Turn the paragraph starting "The industry already has seen" in the text on soybean prices and plant shutdowns into a short bulleted list that keeps its main facts.

BEGIN Document excerpt

CBOT July soybean futures touched $16.30 a bushel on Tuesday, the highest nearby price in nine months.
Failure to Ration
The industry already has seen as many as 15 ethanol plants and soy processors shut down since the start of the drought a year ago due to lack of supply or poor margins. Major units such as Bunge's soy processor in St. Joseph, Missouri, and Cargill's Lafayette, Indiana, plant have idled.
That much capacity has not been offline since 2008, when ethanol makers went bankrupt amid skyrocketing crop prices and a global credit crunch. But analysts say more shutdowns are needed to ration demand to avoid running stockpiles down to zero.
Some ethanol plants that stalled last summer are running profitably again as a surge in crude oil prices to two-year highs made the corn-based fuel additive economical again.

END Document excerpt
BEGIN Data to examine

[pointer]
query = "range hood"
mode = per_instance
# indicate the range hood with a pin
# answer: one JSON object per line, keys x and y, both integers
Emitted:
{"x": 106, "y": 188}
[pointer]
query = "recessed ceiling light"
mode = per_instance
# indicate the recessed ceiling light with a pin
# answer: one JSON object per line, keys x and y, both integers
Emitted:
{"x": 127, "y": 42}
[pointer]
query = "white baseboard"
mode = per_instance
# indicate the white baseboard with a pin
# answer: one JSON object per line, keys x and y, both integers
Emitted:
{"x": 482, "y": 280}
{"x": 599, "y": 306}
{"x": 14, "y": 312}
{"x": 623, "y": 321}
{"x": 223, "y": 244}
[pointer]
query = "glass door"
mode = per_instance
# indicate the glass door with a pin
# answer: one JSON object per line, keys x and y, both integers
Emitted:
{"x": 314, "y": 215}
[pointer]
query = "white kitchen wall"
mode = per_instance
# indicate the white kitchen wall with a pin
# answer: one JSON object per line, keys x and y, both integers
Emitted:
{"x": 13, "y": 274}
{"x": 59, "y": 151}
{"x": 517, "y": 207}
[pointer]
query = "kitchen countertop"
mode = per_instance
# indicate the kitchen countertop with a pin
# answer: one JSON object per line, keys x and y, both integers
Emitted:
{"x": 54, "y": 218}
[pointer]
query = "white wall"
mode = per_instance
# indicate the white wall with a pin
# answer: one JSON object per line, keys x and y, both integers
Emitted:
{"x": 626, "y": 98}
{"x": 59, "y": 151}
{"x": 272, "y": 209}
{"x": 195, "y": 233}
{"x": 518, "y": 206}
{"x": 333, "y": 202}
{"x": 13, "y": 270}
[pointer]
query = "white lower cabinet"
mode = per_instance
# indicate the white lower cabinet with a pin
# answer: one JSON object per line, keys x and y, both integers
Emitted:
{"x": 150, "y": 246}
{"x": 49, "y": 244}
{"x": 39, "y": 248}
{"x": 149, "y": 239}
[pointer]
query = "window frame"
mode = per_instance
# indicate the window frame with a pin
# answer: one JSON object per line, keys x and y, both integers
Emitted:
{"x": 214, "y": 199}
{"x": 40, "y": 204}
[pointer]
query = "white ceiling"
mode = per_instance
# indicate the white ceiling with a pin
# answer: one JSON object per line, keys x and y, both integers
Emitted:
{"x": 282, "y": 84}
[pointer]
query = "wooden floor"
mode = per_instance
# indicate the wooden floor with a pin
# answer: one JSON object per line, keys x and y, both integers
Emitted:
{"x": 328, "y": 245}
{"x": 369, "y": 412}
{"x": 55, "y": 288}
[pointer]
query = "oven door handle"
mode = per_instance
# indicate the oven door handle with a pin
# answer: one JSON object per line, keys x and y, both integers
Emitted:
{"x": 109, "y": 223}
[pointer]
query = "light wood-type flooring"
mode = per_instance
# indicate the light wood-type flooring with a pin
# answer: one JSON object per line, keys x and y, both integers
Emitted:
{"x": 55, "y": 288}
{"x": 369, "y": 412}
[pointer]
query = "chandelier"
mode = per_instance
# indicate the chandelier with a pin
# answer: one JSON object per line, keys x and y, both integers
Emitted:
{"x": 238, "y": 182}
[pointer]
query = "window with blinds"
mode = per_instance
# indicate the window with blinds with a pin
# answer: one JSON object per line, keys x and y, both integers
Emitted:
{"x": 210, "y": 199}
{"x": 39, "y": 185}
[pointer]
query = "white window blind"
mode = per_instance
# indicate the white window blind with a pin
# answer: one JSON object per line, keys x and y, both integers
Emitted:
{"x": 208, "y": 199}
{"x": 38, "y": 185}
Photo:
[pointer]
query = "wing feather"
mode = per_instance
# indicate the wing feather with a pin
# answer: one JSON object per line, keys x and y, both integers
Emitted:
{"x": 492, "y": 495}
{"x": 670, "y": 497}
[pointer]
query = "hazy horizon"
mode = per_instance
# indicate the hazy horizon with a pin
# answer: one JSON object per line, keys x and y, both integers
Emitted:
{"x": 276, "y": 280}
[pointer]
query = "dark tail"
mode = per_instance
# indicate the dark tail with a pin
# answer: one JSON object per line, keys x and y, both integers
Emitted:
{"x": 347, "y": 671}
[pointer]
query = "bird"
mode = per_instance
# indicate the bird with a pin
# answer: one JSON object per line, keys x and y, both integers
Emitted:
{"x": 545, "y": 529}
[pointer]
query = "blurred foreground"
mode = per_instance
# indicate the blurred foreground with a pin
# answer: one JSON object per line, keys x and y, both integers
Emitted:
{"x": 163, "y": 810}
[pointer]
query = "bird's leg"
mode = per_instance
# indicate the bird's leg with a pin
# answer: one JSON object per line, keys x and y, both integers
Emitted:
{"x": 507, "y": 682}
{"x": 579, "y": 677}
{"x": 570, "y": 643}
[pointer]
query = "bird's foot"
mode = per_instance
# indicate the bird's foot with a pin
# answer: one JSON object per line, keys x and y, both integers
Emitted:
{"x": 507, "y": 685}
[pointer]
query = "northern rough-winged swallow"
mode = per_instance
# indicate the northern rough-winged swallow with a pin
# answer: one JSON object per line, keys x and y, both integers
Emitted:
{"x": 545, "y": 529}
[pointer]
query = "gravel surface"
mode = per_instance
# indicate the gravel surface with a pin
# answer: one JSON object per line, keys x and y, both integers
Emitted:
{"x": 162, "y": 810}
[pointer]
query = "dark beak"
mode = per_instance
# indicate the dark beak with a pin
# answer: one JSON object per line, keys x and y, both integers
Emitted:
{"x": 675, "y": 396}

END Data to examine

** Task result **
- As many as 15 ethanol plants and soy processors have shut down since the drought began a year ago.
- The causes were a lack of supply or poor margins.
- Bunge's soy processor in St. Joseph, Missouri, and Cargill's plant in Lafayette, Indiana, are among the major units that have gone idle.